## ПОСТАВЛЕННАЯ ЗАДАЧА 1
Почему, согласно фрагменту текста, человек, который не может жить со своими представлениями о справедливости, предает своих родителей? Ответьте в одном–трех предложениях.
## ПОСТАВЛЕННАЯ ЗАДАЧА 2
Что названо во фрагменте текста самой главной задачей юриста?
## ПОСТАВЛЕННАЯ ЗАДАЧА 3
Перепечатайте из фрагмента текста отрывок, начинающийся словами «Я не сожалею о том, что» и продолжающийся до слов «надо было отказываться.» включительно.

## ФРАГМЕНТ ТЕКСТА
Нужно сохранять преданность профессии. Распыляться, бросаться в политику, становиться каким-то губернатором — это не для юриста. Я хочу, чтобы и после моей смерти я был в юриспруденции. И без таких амбиций человек не может состояться как юрист. Он должен так творить, чтобы хотя бы через 15–50 лет он был частью науки. А если ты так пишешь, что твои статьи только лишь на злобу сегодняшнего дня, то завтра они уже будут не нужны, устареют.

Самая главная задача юриста — принимать справедливые решения. Банально. Но сложно и непросто. Это бывает чревато какими-то конфликтами. Поэтому быть честным перед собой — это значит исходить из своих представлений о справедливости. У каждого человека в душе они есть. Они появились не по велению Бога. Они появились, потому что были родители, которые первое представление справедливости сформировали в три-четыре года. И если ты с этими представлениями не можешь жить, значит, ты предаешь своих родителей. А человек, который предает своих родителей, он предает себя. Он перестает быть человеком.

Я не сожалею о том, что произошло в начале 90-х годов. То, что мы перешли к рыночной экономике. И то, что мы допустили массу ошибок, они носят объективный характер. Невозможно было их не допустить. Я не склонен ругать Чубайса, я считаю, что он свое дело сделал, сделал честно. И никогда ни одним ругательным словом о нем не вспоминаю. Советская эпоха исковеркала экономику. Только интересы государства. В богатейшей стране мира, а наша страна самая богатая по ресурсам и будет самая богатая, потому что такая территория, мы стояли в очереди, не было элементарных вещей. Никто не мог позволить себе купить какие-то швейные изделия советского производства. Потому что это невозможно было носить, а не потому, что не было денег или нельзя было это купить. И это позор. И этот позор мы создали благодаря экономической системе. От нее, конечно же, надо было отказываться.

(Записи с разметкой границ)
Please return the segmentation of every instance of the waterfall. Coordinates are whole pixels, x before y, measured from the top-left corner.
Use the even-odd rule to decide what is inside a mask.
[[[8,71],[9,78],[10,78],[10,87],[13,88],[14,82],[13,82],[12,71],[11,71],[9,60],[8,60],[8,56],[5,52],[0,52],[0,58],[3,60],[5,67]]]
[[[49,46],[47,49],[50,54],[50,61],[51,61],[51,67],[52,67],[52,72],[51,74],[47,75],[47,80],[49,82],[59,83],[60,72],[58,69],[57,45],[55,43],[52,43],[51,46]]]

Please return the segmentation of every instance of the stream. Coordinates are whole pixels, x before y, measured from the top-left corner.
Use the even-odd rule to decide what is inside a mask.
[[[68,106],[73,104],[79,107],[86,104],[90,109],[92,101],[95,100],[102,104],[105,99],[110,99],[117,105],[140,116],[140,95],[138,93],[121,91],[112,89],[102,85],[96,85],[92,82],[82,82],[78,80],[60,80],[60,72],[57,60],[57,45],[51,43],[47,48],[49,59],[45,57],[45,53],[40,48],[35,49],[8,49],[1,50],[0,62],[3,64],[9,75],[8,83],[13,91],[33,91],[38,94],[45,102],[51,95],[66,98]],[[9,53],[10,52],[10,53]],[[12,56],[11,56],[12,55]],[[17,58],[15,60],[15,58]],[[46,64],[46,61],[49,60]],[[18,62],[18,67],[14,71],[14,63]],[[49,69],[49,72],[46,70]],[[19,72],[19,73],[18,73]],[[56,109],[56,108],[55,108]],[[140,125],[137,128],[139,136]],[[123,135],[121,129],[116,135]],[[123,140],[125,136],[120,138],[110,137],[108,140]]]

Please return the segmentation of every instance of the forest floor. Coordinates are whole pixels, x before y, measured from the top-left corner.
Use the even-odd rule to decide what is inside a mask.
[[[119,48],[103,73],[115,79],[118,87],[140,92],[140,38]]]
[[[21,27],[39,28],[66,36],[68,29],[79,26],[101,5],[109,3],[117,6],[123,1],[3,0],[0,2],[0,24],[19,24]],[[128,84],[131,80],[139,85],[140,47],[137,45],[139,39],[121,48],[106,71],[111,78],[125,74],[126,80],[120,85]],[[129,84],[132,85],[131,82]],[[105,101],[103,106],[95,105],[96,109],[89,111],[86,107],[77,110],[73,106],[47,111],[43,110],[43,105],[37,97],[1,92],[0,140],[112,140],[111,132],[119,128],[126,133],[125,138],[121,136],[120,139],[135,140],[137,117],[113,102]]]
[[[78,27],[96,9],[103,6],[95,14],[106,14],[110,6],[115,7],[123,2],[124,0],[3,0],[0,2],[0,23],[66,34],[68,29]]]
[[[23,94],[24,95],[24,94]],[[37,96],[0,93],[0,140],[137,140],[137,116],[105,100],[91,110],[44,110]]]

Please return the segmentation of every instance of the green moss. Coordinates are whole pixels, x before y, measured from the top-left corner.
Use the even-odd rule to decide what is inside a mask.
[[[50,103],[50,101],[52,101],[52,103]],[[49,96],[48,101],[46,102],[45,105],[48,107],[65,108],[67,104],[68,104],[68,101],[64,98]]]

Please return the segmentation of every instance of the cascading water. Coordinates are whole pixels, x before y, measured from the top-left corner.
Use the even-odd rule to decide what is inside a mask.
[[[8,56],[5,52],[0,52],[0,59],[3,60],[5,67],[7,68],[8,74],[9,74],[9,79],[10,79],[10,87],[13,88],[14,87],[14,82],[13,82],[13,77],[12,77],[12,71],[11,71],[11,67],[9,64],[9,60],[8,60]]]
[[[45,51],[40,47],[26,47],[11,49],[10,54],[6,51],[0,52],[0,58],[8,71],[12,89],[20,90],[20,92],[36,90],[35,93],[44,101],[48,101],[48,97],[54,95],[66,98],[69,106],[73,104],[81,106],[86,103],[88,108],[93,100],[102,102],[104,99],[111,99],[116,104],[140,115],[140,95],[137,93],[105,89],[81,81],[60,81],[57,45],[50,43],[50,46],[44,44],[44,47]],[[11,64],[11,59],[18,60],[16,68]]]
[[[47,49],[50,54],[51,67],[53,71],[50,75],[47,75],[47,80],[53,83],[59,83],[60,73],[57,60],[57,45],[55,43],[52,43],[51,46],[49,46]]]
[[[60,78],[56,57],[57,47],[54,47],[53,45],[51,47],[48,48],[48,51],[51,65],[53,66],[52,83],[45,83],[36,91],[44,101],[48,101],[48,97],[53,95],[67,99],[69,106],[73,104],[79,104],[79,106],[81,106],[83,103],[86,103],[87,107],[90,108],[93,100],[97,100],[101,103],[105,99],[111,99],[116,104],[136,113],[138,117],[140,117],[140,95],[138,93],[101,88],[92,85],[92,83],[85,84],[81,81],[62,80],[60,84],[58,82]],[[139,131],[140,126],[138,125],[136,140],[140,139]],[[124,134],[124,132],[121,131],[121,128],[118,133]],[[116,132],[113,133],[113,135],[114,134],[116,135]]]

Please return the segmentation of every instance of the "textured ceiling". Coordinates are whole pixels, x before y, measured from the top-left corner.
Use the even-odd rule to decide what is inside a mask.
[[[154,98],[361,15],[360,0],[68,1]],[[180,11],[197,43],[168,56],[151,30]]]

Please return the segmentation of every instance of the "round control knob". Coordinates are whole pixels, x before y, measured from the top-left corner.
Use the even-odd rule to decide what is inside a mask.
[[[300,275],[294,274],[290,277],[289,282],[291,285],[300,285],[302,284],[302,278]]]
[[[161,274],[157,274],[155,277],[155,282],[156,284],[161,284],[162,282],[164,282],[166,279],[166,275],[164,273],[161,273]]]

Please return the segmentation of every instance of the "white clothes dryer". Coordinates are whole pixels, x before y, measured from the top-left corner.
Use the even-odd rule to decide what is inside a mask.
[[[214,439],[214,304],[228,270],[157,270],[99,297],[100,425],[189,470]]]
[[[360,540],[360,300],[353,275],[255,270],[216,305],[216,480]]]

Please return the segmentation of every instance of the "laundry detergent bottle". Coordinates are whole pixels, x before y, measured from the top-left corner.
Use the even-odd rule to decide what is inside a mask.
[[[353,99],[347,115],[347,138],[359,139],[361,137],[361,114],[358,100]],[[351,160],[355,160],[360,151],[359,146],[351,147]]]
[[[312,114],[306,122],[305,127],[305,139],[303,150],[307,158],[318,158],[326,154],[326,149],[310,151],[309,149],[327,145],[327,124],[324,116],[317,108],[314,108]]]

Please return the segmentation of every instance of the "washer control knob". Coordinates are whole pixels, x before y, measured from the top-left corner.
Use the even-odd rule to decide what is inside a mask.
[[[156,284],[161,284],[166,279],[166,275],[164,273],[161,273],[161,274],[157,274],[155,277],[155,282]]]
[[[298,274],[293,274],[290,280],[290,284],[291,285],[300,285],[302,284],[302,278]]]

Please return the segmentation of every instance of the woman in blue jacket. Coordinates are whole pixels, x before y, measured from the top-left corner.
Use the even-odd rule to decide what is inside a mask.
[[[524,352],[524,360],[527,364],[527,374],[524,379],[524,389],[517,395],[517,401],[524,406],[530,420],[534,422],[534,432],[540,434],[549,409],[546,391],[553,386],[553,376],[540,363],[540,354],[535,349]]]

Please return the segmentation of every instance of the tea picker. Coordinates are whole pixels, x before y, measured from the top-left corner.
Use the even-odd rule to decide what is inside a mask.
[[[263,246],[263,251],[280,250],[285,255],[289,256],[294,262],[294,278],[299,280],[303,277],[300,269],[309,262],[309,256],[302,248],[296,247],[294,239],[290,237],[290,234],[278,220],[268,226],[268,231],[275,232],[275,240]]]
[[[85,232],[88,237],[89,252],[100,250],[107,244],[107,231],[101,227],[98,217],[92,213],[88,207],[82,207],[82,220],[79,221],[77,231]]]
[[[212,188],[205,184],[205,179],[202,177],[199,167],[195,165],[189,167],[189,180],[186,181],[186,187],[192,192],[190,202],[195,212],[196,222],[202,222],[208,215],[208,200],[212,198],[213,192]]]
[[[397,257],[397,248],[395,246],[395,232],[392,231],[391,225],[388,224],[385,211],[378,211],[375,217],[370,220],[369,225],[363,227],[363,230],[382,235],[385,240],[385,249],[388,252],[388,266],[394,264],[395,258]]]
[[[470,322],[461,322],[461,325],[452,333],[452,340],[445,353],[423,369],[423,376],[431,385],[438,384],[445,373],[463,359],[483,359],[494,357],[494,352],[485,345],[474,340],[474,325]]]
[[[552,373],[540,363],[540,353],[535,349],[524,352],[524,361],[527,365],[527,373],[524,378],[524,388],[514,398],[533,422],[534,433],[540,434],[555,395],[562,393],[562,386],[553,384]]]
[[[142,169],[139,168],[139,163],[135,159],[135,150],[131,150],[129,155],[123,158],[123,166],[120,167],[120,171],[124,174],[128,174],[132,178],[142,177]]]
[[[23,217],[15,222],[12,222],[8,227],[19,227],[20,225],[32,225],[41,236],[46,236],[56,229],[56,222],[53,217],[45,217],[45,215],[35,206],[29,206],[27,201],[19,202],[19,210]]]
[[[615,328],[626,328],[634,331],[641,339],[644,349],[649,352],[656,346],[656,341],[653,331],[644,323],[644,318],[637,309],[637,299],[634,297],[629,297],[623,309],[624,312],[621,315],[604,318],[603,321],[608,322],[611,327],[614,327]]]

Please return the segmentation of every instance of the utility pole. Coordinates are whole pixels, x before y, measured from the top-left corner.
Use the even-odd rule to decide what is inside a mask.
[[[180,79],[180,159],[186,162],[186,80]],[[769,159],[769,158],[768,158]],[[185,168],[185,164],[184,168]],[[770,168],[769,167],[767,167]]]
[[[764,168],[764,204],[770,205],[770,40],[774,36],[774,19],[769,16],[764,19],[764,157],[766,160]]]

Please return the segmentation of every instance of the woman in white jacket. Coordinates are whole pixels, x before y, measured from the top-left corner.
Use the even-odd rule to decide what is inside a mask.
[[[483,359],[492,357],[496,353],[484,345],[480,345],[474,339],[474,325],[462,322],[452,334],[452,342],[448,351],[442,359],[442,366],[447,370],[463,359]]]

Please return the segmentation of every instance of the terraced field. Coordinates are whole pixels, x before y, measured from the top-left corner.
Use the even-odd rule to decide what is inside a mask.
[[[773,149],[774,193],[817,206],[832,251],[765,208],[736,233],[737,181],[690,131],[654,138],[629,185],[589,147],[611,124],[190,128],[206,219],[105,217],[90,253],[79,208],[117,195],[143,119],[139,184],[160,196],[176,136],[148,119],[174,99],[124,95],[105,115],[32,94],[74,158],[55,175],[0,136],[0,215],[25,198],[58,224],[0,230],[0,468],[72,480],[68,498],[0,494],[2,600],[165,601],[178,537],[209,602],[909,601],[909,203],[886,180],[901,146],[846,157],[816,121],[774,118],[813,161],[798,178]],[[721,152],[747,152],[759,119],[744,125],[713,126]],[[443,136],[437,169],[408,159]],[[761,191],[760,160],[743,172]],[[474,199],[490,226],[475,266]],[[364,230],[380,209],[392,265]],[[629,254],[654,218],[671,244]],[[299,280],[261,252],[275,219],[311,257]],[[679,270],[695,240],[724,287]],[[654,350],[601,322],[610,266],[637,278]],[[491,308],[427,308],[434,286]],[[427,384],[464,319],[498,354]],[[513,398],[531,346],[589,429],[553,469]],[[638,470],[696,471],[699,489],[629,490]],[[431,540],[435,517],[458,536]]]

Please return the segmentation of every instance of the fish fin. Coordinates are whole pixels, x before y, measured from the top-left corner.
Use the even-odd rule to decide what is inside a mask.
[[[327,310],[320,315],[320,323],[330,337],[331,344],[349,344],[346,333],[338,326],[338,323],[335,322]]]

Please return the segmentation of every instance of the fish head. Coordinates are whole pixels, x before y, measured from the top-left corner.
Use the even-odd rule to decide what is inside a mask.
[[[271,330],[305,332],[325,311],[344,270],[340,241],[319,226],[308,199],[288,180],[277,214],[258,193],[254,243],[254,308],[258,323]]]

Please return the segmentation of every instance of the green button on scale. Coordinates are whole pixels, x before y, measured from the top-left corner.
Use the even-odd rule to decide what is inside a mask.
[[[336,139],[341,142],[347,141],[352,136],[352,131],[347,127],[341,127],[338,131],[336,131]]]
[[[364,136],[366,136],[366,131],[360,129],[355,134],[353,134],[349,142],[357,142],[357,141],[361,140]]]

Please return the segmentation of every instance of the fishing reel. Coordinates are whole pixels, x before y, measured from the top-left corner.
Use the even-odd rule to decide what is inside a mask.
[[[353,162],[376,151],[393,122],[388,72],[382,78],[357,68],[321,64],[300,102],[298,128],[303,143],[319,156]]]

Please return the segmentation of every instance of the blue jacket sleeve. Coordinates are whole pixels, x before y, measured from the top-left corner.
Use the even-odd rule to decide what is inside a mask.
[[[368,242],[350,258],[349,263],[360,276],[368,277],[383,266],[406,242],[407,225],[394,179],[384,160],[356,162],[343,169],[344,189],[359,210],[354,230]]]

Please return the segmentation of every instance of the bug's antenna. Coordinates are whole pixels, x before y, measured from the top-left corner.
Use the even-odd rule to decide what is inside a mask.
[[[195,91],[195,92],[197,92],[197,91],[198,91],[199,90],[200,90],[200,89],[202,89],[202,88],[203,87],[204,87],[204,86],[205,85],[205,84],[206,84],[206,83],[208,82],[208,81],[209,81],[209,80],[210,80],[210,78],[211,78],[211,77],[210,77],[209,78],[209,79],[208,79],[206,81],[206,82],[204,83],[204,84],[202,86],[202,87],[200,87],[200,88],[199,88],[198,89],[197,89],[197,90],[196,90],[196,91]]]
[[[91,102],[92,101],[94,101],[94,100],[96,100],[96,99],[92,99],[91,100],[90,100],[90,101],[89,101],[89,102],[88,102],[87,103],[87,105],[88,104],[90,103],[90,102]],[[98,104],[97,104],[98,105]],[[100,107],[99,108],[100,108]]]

## ОТВЕТ 1
Представления о справедливости появились у человека благодаря родителям: именно они сформировали его первое представление о справедливости в три-четыре года. Поэтому, отказываясь жить по этим представлениям, человек предает своих родителей.

## ОТВЕТ 2
Принимать справедливые решения.

## ОТВЕТ 3
Я не сожалею о том, что произошло в начале 90-х годов. То, что мы перешли к рыночной экономике. И то, что мы допустили массу ошибок, они носят объективный характер. Невозможно было их не допустить. Я не склонен ругать Чубайса, я считаю, что он свое дело сделал, сделал честно. И никогда ни одним ругательным словом о нем не вспоминаю. Советская эпоха исковеркала экономику. Только интересы государства. В богатейшей стране мира, а наша страна самая богатая по ресурсам и будет самая богатая, потому что такая территория, мы стояли в очереди, не было элементарных вещей. Никто не мог позволить себе купить какие-то швейные изделия советского производства. Потому что это невозможно было носить, а не потому, что не было денег или нельзя было это купить. И это позор. И этот позор мы создали благодаря экономической системе. От нее, конечно же, надо было отказываться.